RESUME MATA KULIAH
HUKUM DAN PERATURAN KELAUTAN PERIKANAN
Tentang
Laut Teritorial, Zona Tambahan, Zona Ekonomi Eksklusif,
Landas Kontinen, dan Laut Bebas
Disusun Oleh :
Dwi Sulistiyoningsih 115080601111040
Arianto Choiron 115080601111066
Ervi Aisyi Mundiri 115080601111078
Rahman Arif Murtadho 115080601111080
M. Alwi Zakaria 115080613111003
Kelas : I01
FAKULTAS PERIKANAN DAN ILMU KELAUTAN
UNIVERSITAS BRAWIJAYA
MALANG
2013
1. LAUT TERITORIAL
Konperensi Perserikatan Bangsa-Bangsa tentang Hukum Laut Ketiga pada akhirnya berhasil menentukan lebar Laut Teritorial maksimal 12 mil laut sebagai bagian dari keseluruhan paket rejim-rejim hukum laut, khususnya :
1). zona Ekonomi Eksklusif yang lebarnya tidak melebihi 200 mil laut dihitung dari garis dasar/pangkal darimana lebar Laut Teritorial diukur dimana berlaku kebebasan pelayaran;
2). kebebasan transit kapal-kapal asing melalui Selat yang digunakan untuk pelayaran internasional;
3). hak akses negara tanpa pantai ke dan dari laut dan kebebebasan transit;
4). tetap dihormati hak lintas laut damai melalui Lau Teritorial. Rejim Laut Teritorial memuat ketentuan sebagai berikut :
5). Negara pantai mempunyai kedaulatan penuh atas Laut Teritorial, ruang udara di atasnya, dasar laut dan tanah di bawahnya serta kekayaan alam yang terkandung di dalamnya.
Dalam Laut Teritorial berlaku hak lintas laut damai bagi kendaraan-kendaraan air asing. Kendaraan air asing yang menyelenggarakan lintas laut damai di Laut Teritorial tidak boleh melakukan ancaman atau penggunaan kekerasan terhadap kedaulatan, keutuhan wilayah atau kemerdekaan politik negara pantai serta tidak boleh melakukan kegiatan survey atau penelitian, mengganggu sistem komunikasi, melakukan pencemaran dan melakukan kegiatan lain yang tidak ada hubungan langsung dengan lintas laut damai. Pelayaran lintas laut damai tersebut harus dilakukan secara terus menerus, langsung serta secepatnya, sedangkan berhenti dan membuang jangkar hanya dapat dilakukan bagi keperluan navigasi yang normal atau kerena keadaan memaksa (force majeure) atau dalam keadaan bahaya atau untuk tujuan memberikan bantuan pada orang, kapal atau pesawat udara yang berada dalam keadaan bahaya. Negara pantai berhak membuat peraturan tentang lintas laut damai yang berkenaan dengan keselamatan pelayaran dan pengaturan lintas laut, perlindungan alat bantuan serta fasilitas navigasi, perlindungan kabel dan pipa bawa laut, konservasi kekayaan alam hayati, pencegahan terhadap pelanggaran atas peraturan perikanan, pelestarian lingkungan hidup dan pencegahan, pengurangan dan pengendalian pencemaran, penelitian ilmiah kelautan dan survei hidrografi dan pencegahan pelanggaran peraturan bea cukai, fiskal, imigrasi dan kesehatan.

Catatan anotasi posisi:
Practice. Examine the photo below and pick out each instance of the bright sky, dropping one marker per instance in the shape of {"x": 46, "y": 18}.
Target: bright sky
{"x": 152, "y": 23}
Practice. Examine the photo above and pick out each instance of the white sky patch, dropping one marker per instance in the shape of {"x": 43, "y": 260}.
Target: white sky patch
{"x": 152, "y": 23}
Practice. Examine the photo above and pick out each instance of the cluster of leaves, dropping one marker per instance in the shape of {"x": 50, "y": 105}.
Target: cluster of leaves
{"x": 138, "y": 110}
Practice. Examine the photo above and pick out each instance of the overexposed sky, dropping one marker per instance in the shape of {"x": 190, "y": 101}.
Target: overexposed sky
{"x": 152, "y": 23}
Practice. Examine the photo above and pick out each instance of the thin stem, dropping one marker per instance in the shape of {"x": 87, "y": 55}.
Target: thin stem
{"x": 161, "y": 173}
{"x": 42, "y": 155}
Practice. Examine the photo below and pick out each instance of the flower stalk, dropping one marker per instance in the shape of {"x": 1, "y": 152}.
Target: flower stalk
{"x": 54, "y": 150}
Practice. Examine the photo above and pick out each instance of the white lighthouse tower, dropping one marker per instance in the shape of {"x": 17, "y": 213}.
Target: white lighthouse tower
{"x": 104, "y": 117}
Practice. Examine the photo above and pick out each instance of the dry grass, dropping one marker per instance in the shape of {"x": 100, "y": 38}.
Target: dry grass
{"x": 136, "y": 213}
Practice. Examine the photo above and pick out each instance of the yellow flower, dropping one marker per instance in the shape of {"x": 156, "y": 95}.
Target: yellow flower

### [Tugas Latihan]
**1)** Menurut kutipan, berapa lebar maksimal Laut Teritorial yang ditetapkan oleh Konperensi Perserikatan Bangsa-Bangsa tentang Hukum Laut Ketiga?
**2)** Sebutkan semua topik yang tercantum dalam kutipan sesudah kata "Tentang".

### [Jawaban Tiap Tugas]
**1)** Maksimal 12 mil laut.

**2)** Laut Teritorial, Zona Tambahan, Zona Ekonomi Eksklusif, Landas Kontinen, dan Laut Bebas.